_Directive_.
Reproduce the lines from the one with "outline sandy ground" to the one with "21L33 61L80 65L80", switching "Solution" to "Result" wherever it occurs and leaving everything else as it is. Give only those lines.

_Extracted records_.
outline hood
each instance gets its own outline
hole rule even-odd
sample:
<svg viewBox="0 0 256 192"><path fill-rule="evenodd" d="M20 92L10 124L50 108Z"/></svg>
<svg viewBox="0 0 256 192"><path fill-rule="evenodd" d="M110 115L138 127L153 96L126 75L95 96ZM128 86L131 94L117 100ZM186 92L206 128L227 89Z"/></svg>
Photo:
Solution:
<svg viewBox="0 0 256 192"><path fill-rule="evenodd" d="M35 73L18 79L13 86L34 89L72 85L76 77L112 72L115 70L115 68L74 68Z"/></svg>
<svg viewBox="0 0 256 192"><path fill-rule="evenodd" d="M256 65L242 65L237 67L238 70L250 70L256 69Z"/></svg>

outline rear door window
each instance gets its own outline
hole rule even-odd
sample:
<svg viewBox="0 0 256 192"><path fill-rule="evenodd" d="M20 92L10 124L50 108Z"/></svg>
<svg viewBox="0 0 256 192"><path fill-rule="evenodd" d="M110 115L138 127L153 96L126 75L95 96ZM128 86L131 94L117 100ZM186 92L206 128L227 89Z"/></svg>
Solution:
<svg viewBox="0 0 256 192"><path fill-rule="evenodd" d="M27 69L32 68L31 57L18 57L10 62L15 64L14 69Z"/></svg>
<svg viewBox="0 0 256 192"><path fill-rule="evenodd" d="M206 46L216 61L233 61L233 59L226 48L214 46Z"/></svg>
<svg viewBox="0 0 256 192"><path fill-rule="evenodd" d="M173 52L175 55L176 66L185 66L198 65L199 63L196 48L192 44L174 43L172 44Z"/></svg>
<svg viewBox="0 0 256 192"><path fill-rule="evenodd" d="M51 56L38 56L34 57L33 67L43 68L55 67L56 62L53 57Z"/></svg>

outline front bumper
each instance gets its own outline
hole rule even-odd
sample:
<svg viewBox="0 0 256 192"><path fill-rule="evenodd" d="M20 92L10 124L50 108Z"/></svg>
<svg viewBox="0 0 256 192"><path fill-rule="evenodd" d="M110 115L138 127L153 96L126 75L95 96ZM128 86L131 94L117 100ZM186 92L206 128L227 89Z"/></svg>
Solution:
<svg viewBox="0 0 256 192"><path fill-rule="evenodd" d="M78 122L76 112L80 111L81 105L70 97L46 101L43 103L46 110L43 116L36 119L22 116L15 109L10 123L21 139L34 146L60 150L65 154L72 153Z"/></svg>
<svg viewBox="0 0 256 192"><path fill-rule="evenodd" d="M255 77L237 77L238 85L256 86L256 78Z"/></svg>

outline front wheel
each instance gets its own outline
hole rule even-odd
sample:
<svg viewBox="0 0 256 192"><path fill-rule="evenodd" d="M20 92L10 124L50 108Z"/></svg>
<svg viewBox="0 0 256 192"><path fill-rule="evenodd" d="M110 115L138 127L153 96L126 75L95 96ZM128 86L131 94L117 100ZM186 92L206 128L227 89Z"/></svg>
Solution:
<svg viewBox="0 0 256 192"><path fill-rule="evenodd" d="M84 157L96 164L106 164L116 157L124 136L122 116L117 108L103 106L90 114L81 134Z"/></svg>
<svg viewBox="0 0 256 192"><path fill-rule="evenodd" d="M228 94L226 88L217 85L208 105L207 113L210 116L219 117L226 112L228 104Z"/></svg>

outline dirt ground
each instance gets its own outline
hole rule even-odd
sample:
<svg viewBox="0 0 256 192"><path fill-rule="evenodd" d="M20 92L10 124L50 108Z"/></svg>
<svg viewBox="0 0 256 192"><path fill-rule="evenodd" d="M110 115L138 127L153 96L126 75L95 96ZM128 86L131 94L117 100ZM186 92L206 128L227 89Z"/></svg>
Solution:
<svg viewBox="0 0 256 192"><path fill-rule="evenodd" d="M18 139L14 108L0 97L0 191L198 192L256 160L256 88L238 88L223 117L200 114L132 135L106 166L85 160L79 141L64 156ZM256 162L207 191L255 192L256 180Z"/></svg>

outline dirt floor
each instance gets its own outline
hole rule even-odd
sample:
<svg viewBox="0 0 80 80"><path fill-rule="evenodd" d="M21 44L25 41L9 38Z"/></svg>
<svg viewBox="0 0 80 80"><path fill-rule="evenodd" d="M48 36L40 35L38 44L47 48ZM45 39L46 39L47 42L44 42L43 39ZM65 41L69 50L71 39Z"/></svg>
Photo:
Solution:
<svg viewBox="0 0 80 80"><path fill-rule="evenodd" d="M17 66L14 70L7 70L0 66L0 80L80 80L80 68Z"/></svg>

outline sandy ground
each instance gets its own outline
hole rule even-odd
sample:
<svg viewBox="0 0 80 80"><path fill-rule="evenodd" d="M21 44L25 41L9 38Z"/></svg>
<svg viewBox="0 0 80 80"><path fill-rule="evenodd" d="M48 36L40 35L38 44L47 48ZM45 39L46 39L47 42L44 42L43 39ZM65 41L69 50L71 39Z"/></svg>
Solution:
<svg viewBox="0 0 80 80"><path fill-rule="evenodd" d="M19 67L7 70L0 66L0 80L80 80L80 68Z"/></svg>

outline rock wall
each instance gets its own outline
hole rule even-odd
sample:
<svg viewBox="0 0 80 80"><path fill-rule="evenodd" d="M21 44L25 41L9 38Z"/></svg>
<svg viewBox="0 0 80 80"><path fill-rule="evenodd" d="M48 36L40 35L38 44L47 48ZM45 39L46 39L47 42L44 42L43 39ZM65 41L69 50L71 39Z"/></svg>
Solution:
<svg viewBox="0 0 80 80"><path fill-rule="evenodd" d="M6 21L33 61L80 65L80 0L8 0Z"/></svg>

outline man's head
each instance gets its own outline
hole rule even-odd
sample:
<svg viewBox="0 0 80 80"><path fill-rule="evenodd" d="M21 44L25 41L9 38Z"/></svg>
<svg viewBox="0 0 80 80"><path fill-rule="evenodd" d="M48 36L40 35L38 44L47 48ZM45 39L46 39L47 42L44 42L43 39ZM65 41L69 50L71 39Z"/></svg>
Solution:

_Worked answer_.
outline sandy ground
each instance gets its own outline
hole rule even-odd
sample:
<svg viewBox="0 0 80 80"><path fill-rule="evenodd" d="M21 44L25 41L9 38Z"/></svg>
<svg viewBox="0 0 80 80"><path fill-rule="evenodd" d="M48 36L40 35L38 44L47 48ZM45 39L46 39L47 42L44 42L43 39ZM65 41L69 50L71 39Z"/></svg>
Result:
<svg viewBox="0 0 80 80"><path fill-rule="evenodd" d="M19 67L7 70L0 66L0 80L80 80L80 68Z"/></svg>

outline rock wall
each instance gets its own outline
hole rule even-odd
sample:
<svg viewBox="0 0 80 80"><path fill-rule="evenodd" d="M21 44L25 41L9 38Z"/></svg>
<svg viewBox="0 0 80 80"><path fill-rule="evenodd" d="M48 36L40 35L38 44L47 48ZM45 39L46 39L47 42L44 42L43 39ZM65 41L69 50L71 39Z"/></svg>
Result:
<svg viewBox="0 0 80 80"><path fill-rule="evenodd" d="M6 21L33 61L80 65L80 0L8 0Z"/></svg>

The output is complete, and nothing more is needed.